Texte fourni -
================================
Amateur, fan ou rêveur, nostalgique, passionné ?
La deuxième semaine du certificat en culture vidéoludique m’aura confronté à un problème personnel, je ne me sens pas en accord avec le concept de “Fan de…” en lien avec le monde du jeu-vidéo… Pourtant, en lisant les témoignages des autres participants, je me questionne alors : ne suis-je pas dans le déni ?
Il s’agit là de la seconde thématique abordée cette semaine, le rôle des Amateurs, Moddeurs et Fans dans la culture vidéoludique, des courants peu visibles dans L’histoire du Jeu vidéo puisque le plus souvent posée comme canonique, elle ne retient en général que les vainqueurs.
Une question nous était alors posée sur notre pratique de Fan.
Si très vite j’ai pu dans un premier temps trouver une série de pratiques passionnées allant de la modification du code de jeux-vidéo pour changer le nom des pilotes de jeux de course, la création de jeux en Game Maker reprenant parfois des univers d’autres jeux que j’adorais. L’implication dans des communautés et projets autour des remixs de musique de jeux-vidéo, passionnés de Commodore 64 ou grand rassemblement pour créer le nouveau jeu d’aventure Point & Clic. Ma collection personnelle de vieux jeux et consoles, l’écriture d’article sur des licences que j’aime tout particulièrement, composition de musique 8bits et l’intérêt pour des vêtements et objets en lien avec l’histoire du jeux vidéo. Malgré cette multitude d’exemples que j’aurais pu citer…
J’ai un peu de difficulté à me faire entrer dans l’idée de “FAN de” en lien avec l’univers du jeu vidéo.
================================
Travail demandé -
A - Résumez le texte fourni en deux phrases.
B - D'après le texte fourni, répondez aux questions ci-dessous en reprenant leur marquage :
(i) De quelle semaine du certificat en culture vidéoludique est-il question ?
(ii) Lorsqu'elle est posée comme canonique, que retient en général l'histoire du jeu vidéo ?
(iii) Avec quel outil des jeux reprenant parfois des univers d'autres jeux ont-ils été créés ?
================================
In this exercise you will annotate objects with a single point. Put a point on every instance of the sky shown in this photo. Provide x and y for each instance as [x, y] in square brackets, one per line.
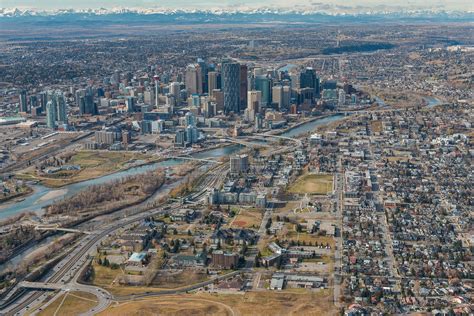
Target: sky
[463, 5]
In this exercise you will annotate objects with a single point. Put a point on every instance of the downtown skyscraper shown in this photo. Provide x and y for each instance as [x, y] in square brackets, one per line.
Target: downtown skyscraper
[231, 87]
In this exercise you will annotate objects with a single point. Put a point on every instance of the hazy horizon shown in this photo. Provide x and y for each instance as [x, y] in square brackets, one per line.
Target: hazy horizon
[242, 4]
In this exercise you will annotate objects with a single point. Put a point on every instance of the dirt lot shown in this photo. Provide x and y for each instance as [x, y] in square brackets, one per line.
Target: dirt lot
[247, 219]
[251, 303]
[71, 303]
[93, 164]
[313, 184]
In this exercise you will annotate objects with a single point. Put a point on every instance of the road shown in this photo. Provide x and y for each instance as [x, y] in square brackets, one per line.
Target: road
[68, 270]
[339, 191]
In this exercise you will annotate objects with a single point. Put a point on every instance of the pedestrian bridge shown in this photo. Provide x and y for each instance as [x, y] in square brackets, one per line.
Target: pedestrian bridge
[45, 286]
[57, 228]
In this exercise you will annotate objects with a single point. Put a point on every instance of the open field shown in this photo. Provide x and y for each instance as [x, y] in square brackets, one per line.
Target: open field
[104, 277]
[93, 164]
[292, 302]
[181, 279]
[313, 184]
[247, 219]
[71, 303]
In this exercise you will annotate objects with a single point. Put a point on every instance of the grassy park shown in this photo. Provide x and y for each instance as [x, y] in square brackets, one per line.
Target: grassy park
[313, 184]
[93, 164]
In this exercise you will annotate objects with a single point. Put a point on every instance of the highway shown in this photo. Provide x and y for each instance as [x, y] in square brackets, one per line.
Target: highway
[67, 271]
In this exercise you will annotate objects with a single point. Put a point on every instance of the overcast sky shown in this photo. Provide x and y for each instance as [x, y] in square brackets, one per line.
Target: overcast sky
[465, 5]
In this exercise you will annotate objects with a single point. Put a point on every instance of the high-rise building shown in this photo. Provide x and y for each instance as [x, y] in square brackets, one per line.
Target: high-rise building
[175, 89]
[180, 138]
[203, 74]
[130, 103]
[309, 79]
[277, 96]
[61, 107]
[156, 79]
[243, 86]
[33, 101]
[51, 114]
[254, 101]
[23, 104]
[192, 134]
[341, 97]
[212, 81]
[189, 119]
[149, 97]
[286, 98]
[43, 100]
[193, 79]
[263, 84]
[231, 87]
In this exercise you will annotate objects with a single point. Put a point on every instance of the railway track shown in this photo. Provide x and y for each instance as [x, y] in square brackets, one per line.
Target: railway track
[213, 179]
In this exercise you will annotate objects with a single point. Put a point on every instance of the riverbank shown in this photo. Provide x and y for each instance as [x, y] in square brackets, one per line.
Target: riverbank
[85, 174]
[15, 197]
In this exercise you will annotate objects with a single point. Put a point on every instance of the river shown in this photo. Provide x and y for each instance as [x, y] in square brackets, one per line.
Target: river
[39, 198]
[34, 202]
[43, 196]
================================
Réponses aux consignes -
A - Au cours de la deuxième semaine d'un certificat en culture vidéoludique, consacrée notamment au rôle des amateurs, moddeurs et fans, le texte exprime un désaccord avec le concept de « fan de » appliqué au jeu vidéo, tout en se demandant s'il ne s'agit pas d'un déni. Bien qu'une longue série de pratiques passionnées soit énumérée (modification de code, création de jeux en Game Maker, remixs de musique, collection de vieux jeux et consoles, composition de musique 8bits), il reste difficile d'adhérer à l'idée de « fan de » en lien avec le jeu vidéo.

B -
(i) La deuxième semaine.
(ii) Les vainqueurs.
(iii) Game Maker.